** start of SOURCE DATA **
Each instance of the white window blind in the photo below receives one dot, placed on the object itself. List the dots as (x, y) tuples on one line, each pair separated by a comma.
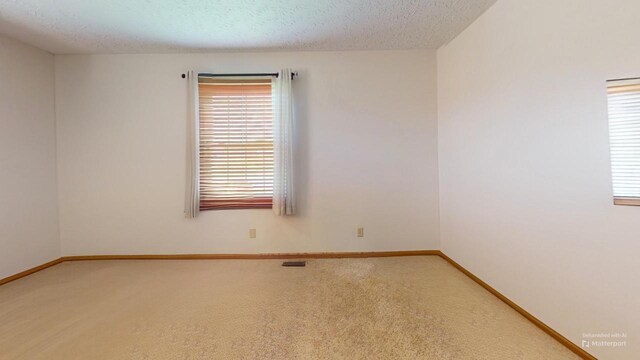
[(236, 143), (624, 138)]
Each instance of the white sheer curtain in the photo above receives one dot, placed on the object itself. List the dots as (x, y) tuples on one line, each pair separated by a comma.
[(283, 122), (192, 191)]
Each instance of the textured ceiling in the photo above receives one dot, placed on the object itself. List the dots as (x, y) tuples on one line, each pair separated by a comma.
[(152, 26)]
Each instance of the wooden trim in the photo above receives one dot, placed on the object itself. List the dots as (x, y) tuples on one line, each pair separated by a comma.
[(544, 327), (319, 255), (626, 201), (30, 271)]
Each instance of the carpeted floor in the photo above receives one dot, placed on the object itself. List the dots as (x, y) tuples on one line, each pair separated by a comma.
[(382, 308)]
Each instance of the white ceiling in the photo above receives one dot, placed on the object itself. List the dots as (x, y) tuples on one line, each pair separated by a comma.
[(152, 26)]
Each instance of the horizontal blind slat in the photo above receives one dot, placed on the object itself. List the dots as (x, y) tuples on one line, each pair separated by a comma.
[(236, 144)]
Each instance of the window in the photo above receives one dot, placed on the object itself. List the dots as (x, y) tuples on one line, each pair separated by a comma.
[(624, 135), (236, 143)]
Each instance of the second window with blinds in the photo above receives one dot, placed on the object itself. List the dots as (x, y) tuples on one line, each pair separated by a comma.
[(236, 143)]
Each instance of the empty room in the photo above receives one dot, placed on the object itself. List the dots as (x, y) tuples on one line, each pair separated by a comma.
[(338, 179)]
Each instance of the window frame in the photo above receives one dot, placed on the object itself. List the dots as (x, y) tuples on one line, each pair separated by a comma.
[(238, 203)]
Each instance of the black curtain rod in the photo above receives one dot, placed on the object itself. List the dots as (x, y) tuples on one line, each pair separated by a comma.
[(293, 74)]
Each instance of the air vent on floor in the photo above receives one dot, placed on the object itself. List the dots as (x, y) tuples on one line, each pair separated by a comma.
[(295, 263)]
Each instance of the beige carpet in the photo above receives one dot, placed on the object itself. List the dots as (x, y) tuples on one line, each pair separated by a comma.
[(384, 308)]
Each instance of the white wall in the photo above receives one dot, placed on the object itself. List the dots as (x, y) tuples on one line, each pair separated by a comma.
[(525, 185), (367, 155), (28, 204)]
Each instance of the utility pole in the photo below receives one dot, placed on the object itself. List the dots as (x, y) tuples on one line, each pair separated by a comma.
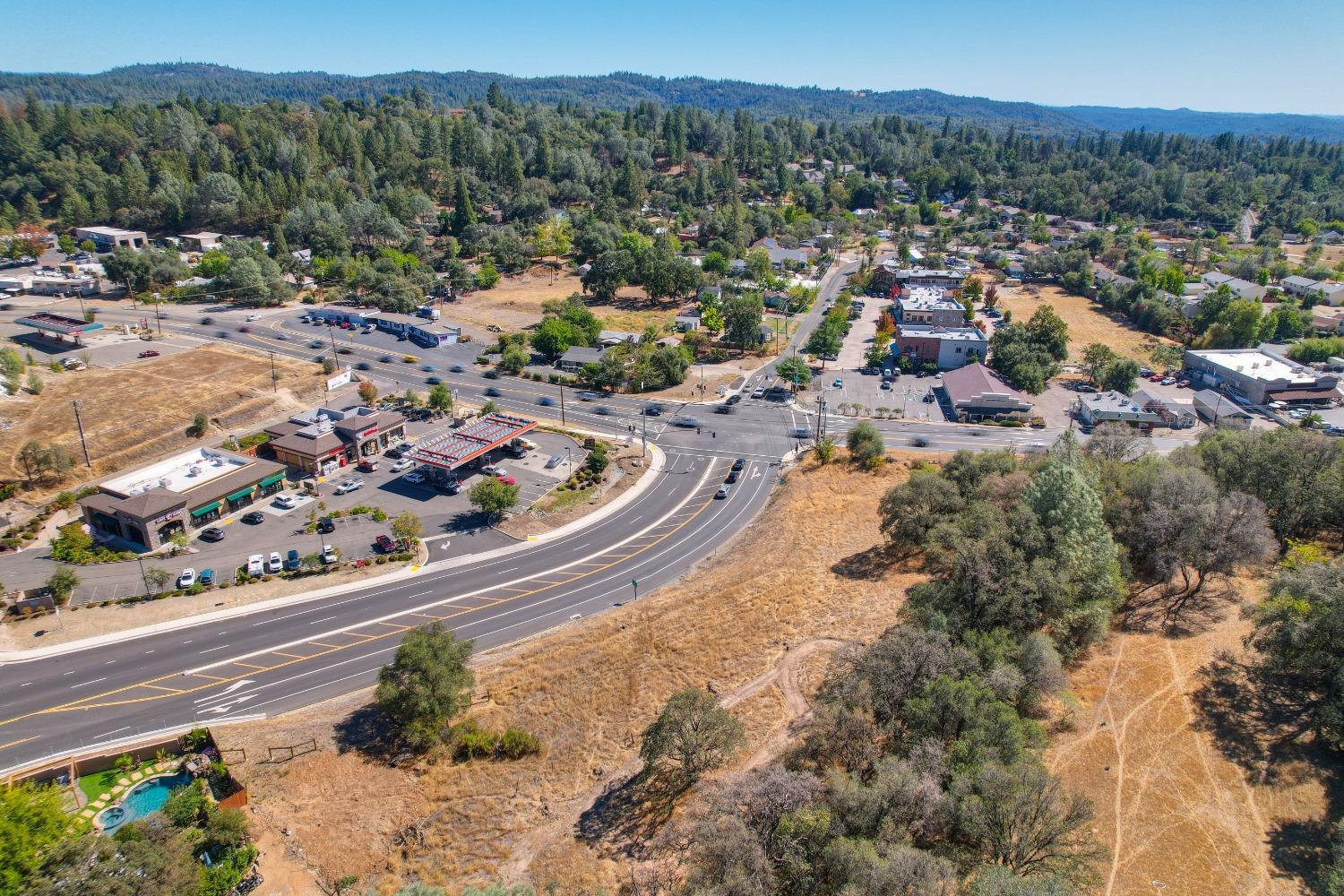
[(82, 443)]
** end of SOURCE DATA **
Write out again the rows from the start down to the line with "[(544, 327), (319, 255), (626, 201), (30, 271)]", both ends included, with the requests kept and every coordinate in the answers shifted up by 102. Leave the pictures out.

SOLUTION ->
Each instance of the white window blind in the photo below receives one dot, placed on the object itself. List the dots as (x, y) tuples on one line, each pair separated by a comma.
[(338, 245), (726, 240)]
Each instance of the white sheer curtain in the photo above receives one dot, placed on the object itself. List the dots as (x, y) tuples on one line, each pair separated by a comma.
[(385, 224), (294, 293)]
Each instance of the textured ceiling in the photo above receives one dot, placed on the object itself. List the dots as (x, y) tuples on one line, each pair separated by a comma.
[(254, 128)]
Each instance of the wooden trim in the photo above receives one dot, placed on the object itself. List the dots as (x, y) tuples on one line, each pair separated by a comma.
[(646, 429), (421, 357), (728, 303), (132, 373)]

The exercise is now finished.